▶ Task instructions
Return the data below in full, matching every line exactly.

(Data items)

----------

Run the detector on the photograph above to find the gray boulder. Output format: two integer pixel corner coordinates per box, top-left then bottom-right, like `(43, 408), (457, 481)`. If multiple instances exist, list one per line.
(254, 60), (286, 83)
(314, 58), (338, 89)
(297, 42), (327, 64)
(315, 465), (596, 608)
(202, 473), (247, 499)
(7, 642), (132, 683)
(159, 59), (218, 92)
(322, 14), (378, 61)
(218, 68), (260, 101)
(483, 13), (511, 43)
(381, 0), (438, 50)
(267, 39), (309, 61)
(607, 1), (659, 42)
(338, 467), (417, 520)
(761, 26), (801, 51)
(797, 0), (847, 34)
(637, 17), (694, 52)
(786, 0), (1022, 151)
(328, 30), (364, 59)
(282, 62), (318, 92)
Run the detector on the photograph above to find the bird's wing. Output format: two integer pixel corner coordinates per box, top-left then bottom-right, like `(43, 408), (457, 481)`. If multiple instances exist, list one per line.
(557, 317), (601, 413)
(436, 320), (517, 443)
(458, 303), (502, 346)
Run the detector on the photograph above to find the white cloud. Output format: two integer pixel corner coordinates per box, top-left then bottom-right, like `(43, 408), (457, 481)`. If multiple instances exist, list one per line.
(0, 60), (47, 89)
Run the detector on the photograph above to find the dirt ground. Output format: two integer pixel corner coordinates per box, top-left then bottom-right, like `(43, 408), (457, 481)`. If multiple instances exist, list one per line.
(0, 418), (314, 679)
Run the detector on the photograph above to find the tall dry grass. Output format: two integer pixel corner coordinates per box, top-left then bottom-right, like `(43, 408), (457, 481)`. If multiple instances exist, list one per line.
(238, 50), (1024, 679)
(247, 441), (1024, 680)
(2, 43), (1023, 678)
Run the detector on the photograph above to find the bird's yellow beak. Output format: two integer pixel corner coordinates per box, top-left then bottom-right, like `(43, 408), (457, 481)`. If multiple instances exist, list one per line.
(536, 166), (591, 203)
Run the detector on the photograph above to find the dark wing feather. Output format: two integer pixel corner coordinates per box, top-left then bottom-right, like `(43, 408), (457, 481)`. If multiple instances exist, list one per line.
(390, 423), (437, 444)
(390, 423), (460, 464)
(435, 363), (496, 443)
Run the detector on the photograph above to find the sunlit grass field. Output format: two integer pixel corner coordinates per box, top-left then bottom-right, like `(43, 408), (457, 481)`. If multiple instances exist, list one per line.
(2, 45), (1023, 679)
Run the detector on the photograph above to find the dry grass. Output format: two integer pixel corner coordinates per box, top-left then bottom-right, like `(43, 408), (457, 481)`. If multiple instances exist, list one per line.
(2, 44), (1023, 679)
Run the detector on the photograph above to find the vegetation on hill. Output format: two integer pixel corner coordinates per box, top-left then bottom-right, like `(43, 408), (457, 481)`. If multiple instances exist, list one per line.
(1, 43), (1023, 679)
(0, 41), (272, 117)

----------

▶ Your response
Run the detector on the photograph above to find the gray boulder. Output format: two integer pixel corner coordinates per box, top-left then bottom-right, like `(43, 408), (457, 481)`. If multiple instances exist, list one per line.
(254, 60), (286, 83)
(314, 58), (338, 89)
(297, 42), (327, 64)
(315, 465), (596, 608)
(202, 473), (247, 499)
(7, 642), (132, 683)
(159, 59), (218, 92)
(322, 14), (378, 61)
(218, 68), (260, 101)
(483, 13), (511, 43)
(381, 0), (438, 50)
(267, 39), (309, 61)
(607, 1), (659, 42)
(338, 467), (417, 520)
(761, 26), (801, 51)
(797, 0), (847, 34)
(637, 17), (694, 52)
(786, 0), (1022, 151)
(328, 30), (364, 59)
(282, 62), (318, 92)
Run the detector on the photograph above to find the bird's wing. Output format: two integer pixel corner coordinates per box, top-left then bottom-right, like `(43, 408), (457, 481)`. If multiple instances exist, list one per line.
(557, 317), (601, 413)
(436, 320), (517, 443)
(458, 303), (502, 346)
Run the detector on the photograph above to find the white cloud. Output format: two integer pixel corner coordinates per box, top-left then bottom-right, like `(43, 408), (457, 481)`. If multiple instances exist, list one per line.
(0, 60), (47, 89)
Run the detector on the photograph above to find the dirt ground. Output format: two integer pixel corner coordinates per box, top-left then bottom-right, like `(43, 408), (457, 481)`. If multiple instances exist, list one per line.
(0, 418), (314, 679)
Run the detector on the photograph above to find the tall dry grass. Output format: two integer pixel corner coordinates per box, top-left then bottom-right, like `(43, 408), (457, 481)`. If multiple instances exist, list one per line.
(238, 50), (1024, 679)
(247, 441), (1024, 680)
(2, 43), (1023, 678)
Run the detector on the photograph above to find the bird's yellow beak. Output format: two integer pixel corner coordinates per box, top-left then bottom-right, like `(43, 408), (457, 481)`. If multiple instances exist, list one per line.
(536, 166), (591, 203)
Run the detector on the photograph above to find the dark wing feather. Output format: two integer pixel corner coordinates per box, top-left then bottom-right, like `(43, 408), (457, 481)`. If multiple instances exist, list one per line.
(390, 423), (437, 444)
(390, 423), (460, 464)
(435, 363), (496, 443)
Run the detector on the photograph above to find the sunlit grass field. Output format: two integer pixel corner coordinates per box, top-left then bottom-right, like `(43, 408), (457, 481)`. If multiple instances exist, list one per line.
(2, 45), (1023, 679)
Run the detector on the photograph above to find the dry grass. Output format: two integer pixel corner coordinates per box, top-left then bottom-right, like `(43, 408), (457, 481)`. If multiple instances exist, list one per line.
(2, 44), (1023, 679)
Run the detector on the photograph above to find the vegetation on hill. Output format: two integer pixel corner coordinates per box, top-left then bottom-right, like `(43, 408), (457, 481)`. If multiple instances exist, list one per line.
(1, 43), (1023, 679)
(0, 41), (272, 117)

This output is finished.